## Work instructions
The full set of entries has to be output exactly.

#### Provided information

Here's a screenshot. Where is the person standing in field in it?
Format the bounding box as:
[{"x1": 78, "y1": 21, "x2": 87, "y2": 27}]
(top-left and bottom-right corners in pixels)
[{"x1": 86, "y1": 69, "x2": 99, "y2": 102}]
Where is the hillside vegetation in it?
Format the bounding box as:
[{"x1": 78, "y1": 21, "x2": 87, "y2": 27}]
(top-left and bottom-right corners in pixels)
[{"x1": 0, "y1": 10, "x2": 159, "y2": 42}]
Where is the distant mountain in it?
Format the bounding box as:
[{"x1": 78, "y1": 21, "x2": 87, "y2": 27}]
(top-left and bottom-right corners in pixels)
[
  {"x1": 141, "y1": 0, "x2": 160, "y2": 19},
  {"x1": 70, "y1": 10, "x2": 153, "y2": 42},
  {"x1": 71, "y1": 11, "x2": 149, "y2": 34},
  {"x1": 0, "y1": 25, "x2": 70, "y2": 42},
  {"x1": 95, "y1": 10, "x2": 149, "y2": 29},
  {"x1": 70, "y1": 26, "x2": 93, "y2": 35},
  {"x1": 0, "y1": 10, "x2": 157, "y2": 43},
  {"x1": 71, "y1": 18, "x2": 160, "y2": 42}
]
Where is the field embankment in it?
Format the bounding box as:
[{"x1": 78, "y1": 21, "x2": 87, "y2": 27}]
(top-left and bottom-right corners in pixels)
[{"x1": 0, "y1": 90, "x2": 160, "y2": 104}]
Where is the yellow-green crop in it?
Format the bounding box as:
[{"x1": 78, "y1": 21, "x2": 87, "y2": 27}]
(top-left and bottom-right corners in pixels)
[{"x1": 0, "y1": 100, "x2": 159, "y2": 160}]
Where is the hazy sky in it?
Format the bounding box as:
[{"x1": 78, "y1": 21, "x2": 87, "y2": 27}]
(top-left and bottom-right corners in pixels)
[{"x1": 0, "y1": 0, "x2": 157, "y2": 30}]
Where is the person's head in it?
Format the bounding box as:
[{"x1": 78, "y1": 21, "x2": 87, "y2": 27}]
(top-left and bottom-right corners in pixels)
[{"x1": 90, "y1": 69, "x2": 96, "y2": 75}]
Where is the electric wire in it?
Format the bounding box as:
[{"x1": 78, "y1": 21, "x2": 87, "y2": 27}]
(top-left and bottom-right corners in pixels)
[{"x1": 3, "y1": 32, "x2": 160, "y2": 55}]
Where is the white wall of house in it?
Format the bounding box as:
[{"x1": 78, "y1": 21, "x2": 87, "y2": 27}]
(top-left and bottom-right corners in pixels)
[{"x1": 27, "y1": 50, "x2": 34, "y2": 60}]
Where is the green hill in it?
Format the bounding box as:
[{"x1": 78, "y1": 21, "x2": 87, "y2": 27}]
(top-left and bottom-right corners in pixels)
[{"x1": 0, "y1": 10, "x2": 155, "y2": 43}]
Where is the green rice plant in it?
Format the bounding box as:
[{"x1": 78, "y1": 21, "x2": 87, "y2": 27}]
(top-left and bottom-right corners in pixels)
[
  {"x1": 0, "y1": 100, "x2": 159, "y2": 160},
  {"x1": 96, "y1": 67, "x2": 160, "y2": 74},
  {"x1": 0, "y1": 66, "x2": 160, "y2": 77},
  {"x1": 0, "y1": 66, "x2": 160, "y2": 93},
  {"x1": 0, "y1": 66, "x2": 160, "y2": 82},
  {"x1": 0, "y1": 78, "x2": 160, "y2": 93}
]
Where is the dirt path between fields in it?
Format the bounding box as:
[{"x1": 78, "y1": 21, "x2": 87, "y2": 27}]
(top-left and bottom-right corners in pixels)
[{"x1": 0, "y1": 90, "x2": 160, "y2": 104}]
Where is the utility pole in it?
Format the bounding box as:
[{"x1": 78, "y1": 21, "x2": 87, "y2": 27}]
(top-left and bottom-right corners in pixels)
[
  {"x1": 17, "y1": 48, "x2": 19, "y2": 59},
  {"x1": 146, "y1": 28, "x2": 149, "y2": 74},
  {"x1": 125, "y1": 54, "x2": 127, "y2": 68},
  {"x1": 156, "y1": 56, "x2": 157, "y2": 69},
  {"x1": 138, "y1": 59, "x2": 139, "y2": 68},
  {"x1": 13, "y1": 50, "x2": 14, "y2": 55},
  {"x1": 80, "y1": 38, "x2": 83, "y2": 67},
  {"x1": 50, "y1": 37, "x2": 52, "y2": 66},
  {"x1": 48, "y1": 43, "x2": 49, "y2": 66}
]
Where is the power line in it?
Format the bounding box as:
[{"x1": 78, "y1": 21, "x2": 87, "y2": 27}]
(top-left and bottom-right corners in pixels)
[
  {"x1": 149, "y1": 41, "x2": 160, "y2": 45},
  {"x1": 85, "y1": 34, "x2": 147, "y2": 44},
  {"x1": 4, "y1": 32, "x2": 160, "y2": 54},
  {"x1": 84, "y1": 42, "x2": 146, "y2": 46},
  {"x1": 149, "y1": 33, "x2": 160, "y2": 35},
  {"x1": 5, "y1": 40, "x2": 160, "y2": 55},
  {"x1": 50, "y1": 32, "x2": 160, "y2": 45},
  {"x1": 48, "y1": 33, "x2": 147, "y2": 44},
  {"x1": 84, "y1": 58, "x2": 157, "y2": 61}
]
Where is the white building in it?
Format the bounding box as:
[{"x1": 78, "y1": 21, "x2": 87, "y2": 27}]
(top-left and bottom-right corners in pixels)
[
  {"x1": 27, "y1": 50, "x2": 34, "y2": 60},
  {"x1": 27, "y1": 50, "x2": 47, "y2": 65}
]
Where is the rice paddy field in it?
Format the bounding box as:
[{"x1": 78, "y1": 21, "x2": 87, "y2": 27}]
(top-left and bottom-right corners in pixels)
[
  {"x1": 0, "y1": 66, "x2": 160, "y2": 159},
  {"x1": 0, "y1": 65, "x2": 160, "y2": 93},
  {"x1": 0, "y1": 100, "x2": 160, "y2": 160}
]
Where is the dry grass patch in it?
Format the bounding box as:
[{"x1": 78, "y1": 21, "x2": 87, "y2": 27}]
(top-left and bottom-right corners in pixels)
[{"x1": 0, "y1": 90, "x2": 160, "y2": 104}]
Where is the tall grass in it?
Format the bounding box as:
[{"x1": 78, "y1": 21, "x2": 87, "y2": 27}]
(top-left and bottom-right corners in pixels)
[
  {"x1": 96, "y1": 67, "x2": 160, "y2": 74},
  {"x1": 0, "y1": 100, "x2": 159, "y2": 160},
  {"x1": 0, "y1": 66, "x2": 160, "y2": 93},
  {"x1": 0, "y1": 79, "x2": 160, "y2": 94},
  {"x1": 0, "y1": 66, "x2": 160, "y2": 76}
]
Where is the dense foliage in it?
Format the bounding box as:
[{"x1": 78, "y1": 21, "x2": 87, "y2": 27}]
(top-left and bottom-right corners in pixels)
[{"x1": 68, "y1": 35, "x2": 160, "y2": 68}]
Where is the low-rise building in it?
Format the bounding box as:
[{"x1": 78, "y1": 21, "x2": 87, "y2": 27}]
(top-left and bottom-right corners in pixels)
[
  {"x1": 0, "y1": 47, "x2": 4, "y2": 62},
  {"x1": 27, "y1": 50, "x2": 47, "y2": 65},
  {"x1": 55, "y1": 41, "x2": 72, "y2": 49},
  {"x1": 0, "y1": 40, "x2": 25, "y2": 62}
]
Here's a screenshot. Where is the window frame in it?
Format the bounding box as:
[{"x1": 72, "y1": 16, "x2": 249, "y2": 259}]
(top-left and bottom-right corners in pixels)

########

## Solved problem
Here's a screenshot. Where is the person standing in field in it?
Format the bounding box as:
[{"x1": 78, "y1": 21, "x2": 87, "y2": 27}]
(top-left and bottom-right corners in pixels)
[{"x1": 86, "y1": 69, "x2": 99, "y2": 102}]
Where is the hillside vegetation in it?
Format the bounding box as:
[{"x1": 78, "y1": 21, "x2": 87, "y2": 27}]
(top-left and bottom-right corners in pixels)
[{"x1": 0, "y1": 10, "x2": 159, "y2": 42}]
Where is the distant mountain in it?
Format the bounding box as:
[{"x1": 78, "y1": 21, "x2": 87, "y2": 27}]
(top-left and bottom-right corners in pixels)
[
  {"x1": 141, "y1": 0, "x2": 160, "y2": 19},
  {"x1": 70, "y1": 10, "x2": 153, "y2": 42},
  {"x1": 71, "y1": 11, "x2": 149, "y2": 34},
  {"x1": 0, "y1": 25, "x2": 70, "y2": 42},
  {"x1": 95, "y1": 10, "x2": 149, "y2": 29},
  {"x1": 70, "y1": 26, "x2": 93, "y2": 35},
  {"x1": 0, "y1": 10, "x2": 157, "y2": 43},
  {"x1": 71, "y1": 18, "x2": 160, "y2": 42}
]
Where is the field embankment in it?
Format the bounding box as:
[{"x1": 78, "y1": 21, "x2": 87, "y2": 27}]
(top-left and bottom-right corners in pixels)
[{"x1": 0, "y1": 90, "x2": 160, "y2": 104}]
Where is the yellow-green crop in it?
Format the bounding box as:
[{"x1": 78, "y1": 21, "x2": 87, "y2": 27}]
(top-left and bottom-right corners in pixels)
[{"x1": 0, "y1": 100, "x2": 159, "y2": 160}]
Where is the hazy sky in it?
Format the bounding box as:
[{"x1": 78, "y1": 21, "x2": 87, "y2": 27}]
(top-left and bottom-right corners in pixels)
[{"x1": 0, "y1": 0, "x2": 157, "y2": 30}]
Where is the person's head in it?
Format the bounding box as:
[{"x1": 78, "y1": 21, "x2": 87, "y2": 27}]
(top-left and bottom-right corners in pixels)
[{"x1": 90, "y1": 69, "x2": 96, "y2": 75}]
Where is the electric wire in it?
Format the bounding box as:
[{"x1": 78, "y1": 21, "x2": 87, "y2": 27}]
(top-left and bottom-right corners in pixels)
[{"x1": 3, "y1": 32, "x2": 160, "y2": 55}]
Where is the white wall of house in it?
Format the bounding box as:
[{"x1": 78, "y1": 21, "x2": 87, "y2": 27}]
(top-left and bottom-right corners in pixels)
[{"x1": 27, "y1": 50, "x2": 34, "y2": 60}]
Where is the green hill in it?
Format the bounding box as:
[{"x1": 78, "y1": 21, "x2": 87, "y2": 27}]
(top-left and bottom-right corners in pixels)
[{"x1": 0, "y1": 10, "x2": 155, "y2": 43}]
Where is the green rice plant in it?
Format the bounding box as:
[{"x1": 78, "y1": 21, "x2": 87, "y2": 27}]
(top-left and bottom-right corners in pixels)
[
  {"x1": 0, "y1": 100, "x2": 159, "y2": 160},
  {"x1": 96, "y1": 67, "x2": 160, "y2": 74},
  {"x1": 0, "y1": 66, "x2": 160, "y2": 77},
  {"x1": 0, "y1": 66, "x2": 160, "y2": 93},
  {"x1": 0, "y1": 66, "x2": 160, "y2": 82},
  {"x1": 0, "y1": 78, "x2": 160, "y2": 93}
]
Where is the dirt path between fields in it?
Format the bounding box as:
[{"x1": 78, "y1": 21, "x2": 87, "y2": 27}]
(top-left and bottom-right corners in pixels)
[{"x1": 0, "y1": 90, "x2": 160, "y2": 104}]
Where is the utility pole in it?
Format the bounding box as:
[{"x1": 78, "y1": 21, "x2": 87, "y2": 27}]
(top-left and bottom-right corners in pixels)
[
  {"x1": 17, "y1": 48, "x2": 19, "y2": 59},
  {"x1": 146, "y1": 28, "x2": 149, "y2": 74},
  {"x1": 125, "y1": 54, "x2": 127, "y2": 68},
  {"x1": 156, "y1": 56, "x2": 157, "y2": 69},
  {"x1": 138, "y1": 59, "x2": 139, "y2": 68},
  {"x1": 13, "y1": 50, "x2": 14, "y2": 55},
  {"x1": 80, "y1": 38, "x2": 83, "y2": 67},
  {"x1": 50, "y1": 37, "x2": 52, "y2": 66},
  {"x1": 48, "y1": 43, "x2": 49, "y2": 66}
]
Where is the power line in it?
Format the bounding box as:
[{"x1": 78, "y1": 21, "x2": 87, "y2": 27}]
(top-left and bottom-right corners in pixels)
[
  {"x1": 149, "y1": 41, "x2": 160, "y2": 45},
  {"x1": 85, "y1": 34, "x2": 147, "y2": 44},
  {"x1": 4, "y1": 32, "x2": 160, "y2": 54},
  {"x1": 84, "y1": 42, "x2": 146, "y2": 46},
  {"x1": 149, "y1": 33, "x2": 160, "y2": 35},
  {"x1": 5, "y1": 40, "x2": 160, "y2": 55},
  {"x1": 50, "y1": 32, "x2": 160, "y2": 45},
  {"x1": 48, "y1": 33, "x2": 147, "y2": 44},
  {"x1": 84, "y1": 58, "x2": 157, "y2": 61}
]
Where is the white building in it?
Format the bounding box as:
[{"x1": 78, "y1": 21, "x2": 87, "y2": 27}]
(top-left and bottom-right corners in pixels)
[
  {"x1": 27, "y1": 50, "x2": 34, "y2": 60},
  {"x1": 27, "y1": 50, "x2": 47, "y2": 65}
]
Where is the rice paddy field in it?
Format the bounding box as:
[{"x1": 78, "y1": 21, "x2": 87, "y2": 27}]
(top-left and bottom-right corners in pixels)
[
  {"x1": 0, "y1": 66, "x2": 160, "y2": 159},
  {"x1": 0, "y1": 65, "x2": 160, "y2": 93},
  {"x1": 0, "y1": 100, "x2": 160, "y2": 160}
]
Where is the dry grass patch in it?
Format the bounding box as:
[{"x1": 78, "y1": 21, "x2": 87, "y2": 27}]
(top-left and bottom-right corners in pixels)
[{"x1": 0, "y1": 90, "x2": 160, "y2": 104}]
Where is the tall grass in it?
Format the bounding box as:
[{"x1": 78, "y1": 21, "x2": 87, "y2": 27}]
(top-left and bottom-right corners in pixels)
[
  {"x1": 96, "y1": 67, "x2": 160, "y2": 74},
  {"x1": 0, "y1": 100, "x2": 159, "y2": 160},
  {"x1": 0, "y1": 66, "x2": 160, "y2": 93},
  {"x1": 0, "y1": 79, "x2": 160, "y2": 94},
  {"x1": 0, "y1": 66, "x2": 160, "y2": 76}
]
Where is the dense foliage in it?
Format the bounding box as:
[{"x1": 78, "y1": 21, "x2": 87, "y2": 27}]
(top-left and bottom-right corners in pixels)
[{"x1": 68, "y1": 35, "x2": 160, "y2": 68}]
Where is the low-rise building in it?
Format the bounding box as:
[{"x1": 78, "y1": 21, "x2": 87, "y2": 27}]
(top-left and bottom-right corners in pixels)
[
  {"x1": 0, "y1": 47, "x2": 4, "y2": 62},
  {"x1": 27, "y1": 50, "x2": 47, "y2": 65},
  {"x1": 55, "y1": 41, "x2": 72, "y2": 49},
  {"x1": 0, "y1": 40, "x2": 25, "y2": 62}
]
Here's a screenshot. Where is the window frame in it?
Format the bounding box as:
[{"x1": 72, "y1": 16, "x2": 249, "y2": 259}]
(top-left and bottom-right corners in pixels)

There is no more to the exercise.